**TEXT PASSAGE:**
+---+
Blog Entry: Sixth Circuit Rules that the Class Action Fairness Act Means What it Says
May 1, 2017
Author: Jeremy Gilman (former Partner at Benesch Law)
A statute, distilled to its essence, is thought conveyed through words. And when those words are understandable and coherently arranged, there’s nothing for courts to do when adjudicating disputes involving them, other than to apply them as written.
Simple, isn’t it?
In theory, yes. But theories don’t wear judge’s robes.
Fast forward to Flint, Michigan, and the water crisis it’s been enduring since 2014. Let’s let the Sixth Circuit Court of Appeals set the stage:
“Prior to April 2014, Flint purchased treated water from the City of Detroit. Thereafter, the city began using the Flint River as its water source. The Flint River water was not treated with corrosion-inhibiting chemicals, and this led to a multitude of serious problems with the local water supply. Residents complained that the water was discolored and foul-smelling. There were reports of skin rashes, hair loss, and vomiting after drinking and bathing in the water. And most disturbingly, many children in Flint were found to have high levels of lead in their blood stream.”
Lawsuits followed, including a putative class action filed during July 2016 in a Michigan state court against one of the City of Flint’s engineering firms and one of its consultants. The claims? Negligence, intentional and negligent infliction of emotional distress, and unjust enrichment.
Defendants removed the case to federal court, claiming that doing was proper under the Class Action Fairness Act – CAFA, for short – because the amount in controversy exceeded $5 million, the putative class consisted of at least 100 persons, and “minimal” geographic diversity between the parties existed (that is, at least one class member was a citizen of a state different from that of any defendant).
Plaintiff did not dispute these facts, but contended that the case was not removable and should be bounced back to state court. Why? Because this case, it argued, was a “local controversy” under CAFA, and therefore not eligible for removal. A “local controversy” is one in which more than two-thirds of the would-be class members are citizens of the state in which the case was first filed, at least one significant defendant is a citizen of that same state, and the alleged injuries were incurred in that state.
The district court sided with plaintiffs: this was, it held, a local controversy, so it entered an order shipping the case back to state court.
But there was a catch. CAFA explicitly states that the local controversy exception to federal jurisdiction does not apply if, “during the 3-year period preceding the filing of [the] class action,” another “class action has been filed asserting the same or similar factual allegations against any of the defendants on behalf of the same or other persons.” In other words, if, during that three-year period, another similar class action had been filed against any of the defendants, the case can be removed to federal court – even if it otherwise qualifies as a local controversy under CAFA.
In fact, the statute’s language is quite clear: a federal district court must decline jurisdiction over a local controversy class action if, “during the 3-year period preceding the filing of that class action, no other class action has been filed asserting the same or similar factual allegations against any of the defendants on behalf of the same or other persons.” (Emphasis added.)
What does that mean? That means that if any other class action based on analogous facts had been filed against any of the same defendants during that three-year period, the federal court can adjudicate that lawsuit. In fact, it must adjudicate the lawsuit if the other requirements for CAFA removal have been met.
+---+
**AIM A:** According to the blog entry on the Class Action Fairness Act, when was the putative class action filed in a Michigan state court?
**AIM B:** Continue the blog entry on the Class Action Fairness Act from its last sentence.
The records that come after this blog entry are from a separate source.
+---+
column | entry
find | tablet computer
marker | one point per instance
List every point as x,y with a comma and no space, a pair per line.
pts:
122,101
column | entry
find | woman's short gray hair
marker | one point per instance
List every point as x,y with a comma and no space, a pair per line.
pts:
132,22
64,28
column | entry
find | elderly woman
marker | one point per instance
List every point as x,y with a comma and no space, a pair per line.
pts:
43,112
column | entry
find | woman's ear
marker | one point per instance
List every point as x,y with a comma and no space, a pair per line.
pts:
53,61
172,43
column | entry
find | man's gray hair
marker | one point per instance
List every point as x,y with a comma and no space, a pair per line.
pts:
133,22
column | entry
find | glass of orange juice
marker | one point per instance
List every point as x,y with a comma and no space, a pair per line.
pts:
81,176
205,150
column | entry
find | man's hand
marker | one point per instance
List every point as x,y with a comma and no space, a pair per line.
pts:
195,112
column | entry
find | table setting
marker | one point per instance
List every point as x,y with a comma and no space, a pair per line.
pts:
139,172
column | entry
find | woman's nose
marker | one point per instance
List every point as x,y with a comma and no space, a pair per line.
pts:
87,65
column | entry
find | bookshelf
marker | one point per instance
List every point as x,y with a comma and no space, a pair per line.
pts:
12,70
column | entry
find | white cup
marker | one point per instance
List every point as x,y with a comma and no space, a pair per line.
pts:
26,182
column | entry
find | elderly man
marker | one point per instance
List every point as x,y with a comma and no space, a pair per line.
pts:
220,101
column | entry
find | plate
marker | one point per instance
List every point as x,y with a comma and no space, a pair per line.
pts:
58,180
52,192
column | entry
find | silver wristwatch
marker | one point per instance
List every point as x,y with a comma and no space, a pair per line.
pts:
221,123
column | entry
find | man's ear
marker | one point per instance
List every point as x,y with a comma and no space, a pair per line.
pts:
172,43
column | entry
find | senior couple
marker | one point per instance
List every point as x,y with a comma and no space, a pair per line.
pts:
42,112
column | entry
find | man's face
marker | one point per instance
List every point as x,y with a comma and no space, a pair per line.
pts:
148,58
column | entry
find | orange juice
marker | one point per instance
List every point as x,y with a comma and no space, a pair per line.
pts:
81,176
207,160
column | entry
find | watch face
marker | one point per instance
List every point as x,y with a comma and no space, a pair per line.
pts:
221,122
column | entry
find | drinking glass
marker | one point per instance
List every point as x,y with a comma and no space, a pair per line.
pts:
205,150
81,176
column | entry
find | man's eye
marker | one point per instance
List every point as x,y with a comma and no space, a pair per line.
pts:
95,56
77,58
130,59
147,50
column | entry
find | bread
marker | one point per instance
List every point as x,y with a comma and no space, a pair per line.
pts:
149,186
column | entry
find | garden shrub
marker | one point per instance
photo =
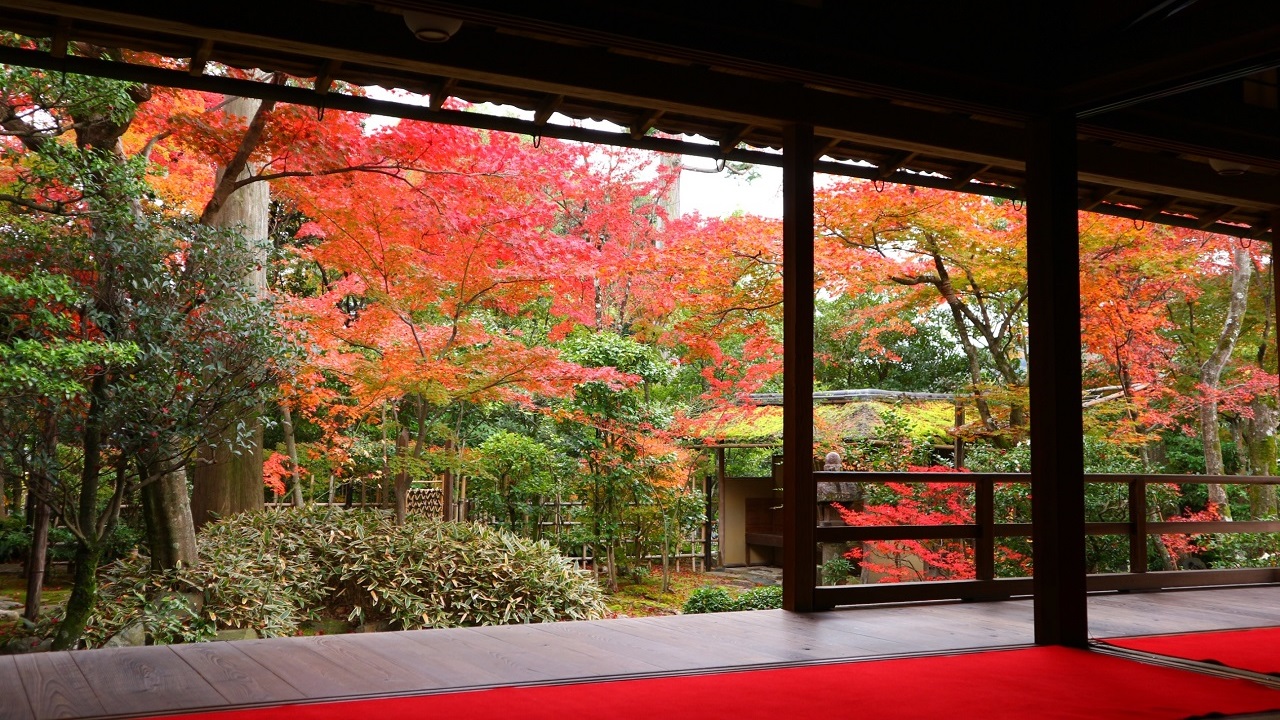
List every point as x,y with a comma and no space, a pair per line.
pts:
718,600
711,598
275,570
764,597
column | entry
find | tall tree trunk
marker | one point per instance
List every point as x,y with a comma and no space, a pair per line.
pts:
1258,433
402,479
88,547
228,483
39,555
292,449
167,511
1211,376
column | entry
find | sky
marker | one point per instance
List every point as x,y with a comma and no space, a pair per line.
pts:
709,194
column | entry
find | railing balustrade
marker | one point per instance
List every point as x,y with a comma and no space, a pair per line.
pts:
984,531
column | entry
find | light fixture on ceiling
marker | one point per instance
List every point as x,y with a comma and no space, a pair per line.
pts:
430,27
1228,167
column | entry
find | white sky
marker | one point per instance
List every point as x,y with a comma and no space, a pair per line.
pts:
713,195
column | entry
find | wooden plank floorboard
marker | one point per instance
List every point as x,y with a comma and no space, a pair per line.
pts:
237,677
321,669
145,679
865,633
545,636
615,636
449,657
515,662
14,703
1183,611
118,682
56,688
536,651
704,647
731,641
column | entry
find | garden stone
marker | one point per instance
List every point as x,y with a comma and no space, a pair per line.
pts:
184,605
237,634
24,645
131,636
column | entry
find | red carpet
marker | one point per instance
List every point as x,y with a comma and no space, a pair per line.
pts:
1037,683
1256,650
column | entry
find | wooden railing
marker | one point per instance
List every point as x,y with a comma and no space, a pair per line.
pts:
984,531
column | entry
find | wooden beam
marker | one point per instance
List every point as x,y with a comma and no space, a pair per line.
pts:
1155,209
1098,197
799,490
963,180
644,123
1056,432
892,164
547,108
62,33
200,58
826,146
325,76
440,92
1206,219
1182,53
734,136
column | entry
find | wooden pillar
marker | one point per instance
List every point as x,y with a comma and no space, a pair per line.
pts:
799,491
1056,427
1275,278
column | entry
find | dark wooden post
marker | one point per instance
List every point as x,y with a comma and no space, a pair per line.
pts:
984,516
402,478
799,491
707,523
1057,427
1137,525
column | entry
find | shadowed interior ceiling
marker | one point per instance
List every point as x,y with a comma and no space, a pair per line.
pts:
927,94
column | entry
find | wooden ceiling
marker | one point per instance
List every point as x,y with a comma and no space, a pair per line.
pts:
927,94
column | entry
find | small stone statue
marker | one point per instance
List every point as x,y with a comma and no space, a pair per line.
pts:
832,461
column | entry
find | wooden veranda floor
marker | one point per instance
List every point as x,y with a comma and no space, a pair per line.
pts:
136,682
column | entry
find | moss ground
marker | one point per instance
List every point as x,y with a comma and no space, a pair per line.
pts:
644,597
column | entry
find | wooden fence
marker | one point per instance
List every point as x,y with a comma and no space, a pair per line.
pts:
984,531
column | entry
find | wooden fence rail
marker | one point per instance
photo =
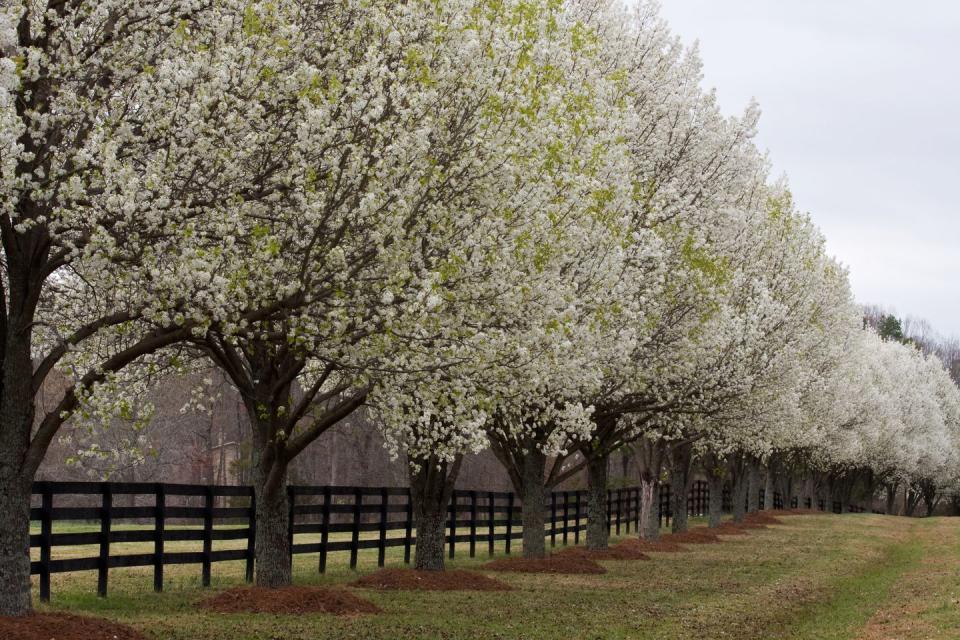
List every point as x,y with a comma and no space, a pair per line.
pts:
358,517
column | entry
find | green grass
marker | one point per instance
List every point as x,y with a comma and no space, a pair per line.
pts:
850,576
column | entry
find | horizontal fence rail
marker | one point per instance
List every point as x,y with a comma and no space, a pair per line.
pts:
360,518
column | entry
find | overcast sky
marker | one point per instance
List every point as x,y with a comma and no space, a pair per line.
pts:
861,111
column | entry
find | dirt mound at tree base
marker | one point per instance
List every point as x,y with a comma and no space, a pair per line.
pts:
626,550
288,600
64,626
413,580
557,563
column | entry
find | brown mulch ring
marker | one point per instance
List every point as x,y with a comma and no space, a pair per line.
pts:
626,550
413,580
288,600
556,563
64,626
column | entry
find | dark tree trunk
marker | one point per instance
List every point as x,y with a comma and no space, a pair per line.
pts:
14,545
769,487
891,488
534,504
649,508
431,487
753,486
714,469
680,460
715,483
17,406
597,532
650,461
273,546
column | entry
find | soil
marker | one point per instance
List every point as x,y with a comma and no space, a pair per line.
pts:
64,626
556,563
413,580
626,550
288,600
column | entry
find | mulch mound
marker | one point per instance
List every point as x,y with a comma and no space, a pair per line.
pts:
626,550
556,563
413,580
64,626
287,600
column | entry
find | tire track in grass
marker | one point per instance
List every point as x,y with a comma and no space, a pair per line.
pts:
925,603
854,599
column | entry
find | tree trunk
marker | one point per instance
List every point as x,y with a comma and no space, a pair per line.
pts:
649,509
14,544
769,487
431,487
753,486
597,532
680,459
17,466
741,484
891,488
534,504
715,483
273,568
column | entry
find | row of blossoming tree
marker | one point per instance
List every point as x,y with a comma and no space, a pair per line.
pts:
510,224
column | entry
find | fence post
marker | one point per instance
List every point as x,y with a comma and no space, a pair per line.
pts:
106,515
355,533
509,522
325,528
251,535
382,544
46,533
473,523
207,534
491,516
159,528
408,532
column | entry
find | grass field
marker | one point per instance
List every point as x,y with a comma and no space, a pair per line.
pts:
815,577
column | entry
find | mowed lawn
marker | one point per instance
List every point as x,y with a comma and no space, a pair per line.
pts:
817,577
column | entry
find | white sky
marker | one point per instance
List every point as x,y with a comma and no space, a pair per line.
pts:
861,110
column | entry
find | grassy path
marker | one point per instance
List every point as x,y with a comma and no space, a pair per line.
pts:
856,577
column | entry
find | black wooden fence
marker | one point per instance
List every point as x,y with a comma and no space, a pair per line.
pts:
361,517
+---+
**ANSWER A:** July 2016

**ANSWER B:**
And therein, the catch: In the Flint case, no fewer than five similar class actions had been filed against the same defendants over the water crisis during 2015 and 2016 alone.
If that’s the case, shouldn’t the federal court should have held onto the lawsuit after it was removed from state court?
One would think so.
Then why didn’t it to do so?
That’s not entirely clear. Apparently, it considered this case so distinctly local – so crisply confined to Flint, Michigan – that it felt that the case really, truly belonged in state court. Quoting from the Sixth Circuit, “the district court acknowledged that other class actions had been filed in the previous three years but agreed with the plaintiffs that this case was a ‘truly local controversy’ and remanded the case to state court.”
Defendants believed otherwise. They appealed to the Sixth Circuit and argued they properly removed the case to federal court under CAFA’s clear and unambiguous language. And the Sixth Circuit agreed. It reversed the district court and essentially told that court that it had to handle the case. Its rationale? Exactly what you’d expect: “The plain language of CAFA offers a simple answer to our inquiry. The local controversy exception will apply only if no other similar class action was brought against any of the defendants in the instant action during the three years preceding the filing of this case.… It is undisputed that five class actions were brought, each advancing very similar factual allegations[.] And each action sued at least one of the defendants currently in this suit. Applying the language of the exception to the facts before us, the local controversy exception cannot apply. The statutory language is clear and unambiguous. The federal court retains jurisdiction pursuant to CAFA.”
But what about the district court’s belief that this was really, truly a local controversy?
Let’s let the Sixth Circuit answer that: “It is true that the injuries were suffered by Flint residents in Flint, Michigan. In the colloquial sense, then, the controversy is ‘local.’ However, it is not local in the way Congress contemplated in CAFA.… The language of CAFA defines by its own terms what qualifies as a local controversy, and those requirements are not met in this case.”
In other words, the statute means what it says.
The case is Davenport v. Lockwood, Andrews & Newnam, Inc., United States Court of Appeals for Sixth Circuit, case no. 17-200, and the decision, issued April 25, 2017, can be found at https://goo.gl/87syk4.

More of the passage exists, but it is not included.